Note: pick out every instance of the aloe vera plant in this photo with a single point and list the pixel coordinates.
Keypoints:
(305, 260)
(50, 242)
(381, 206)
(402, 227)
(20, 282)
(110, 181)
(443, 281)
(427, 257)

__WHAT TO WORK ON__:
Your task is to reproduce all the data exactly as shown.

__EXERCISE OUTPUT__:
Note: pick out every instance of the aloe vera plant in this photo with a single point and list the pixel coordinates.
Keypoints:
(305, 260)
(50, 242)
(381, 206)
(402, 227)
(20, 282)
(110, 181)
(443, 281)
(427, 257)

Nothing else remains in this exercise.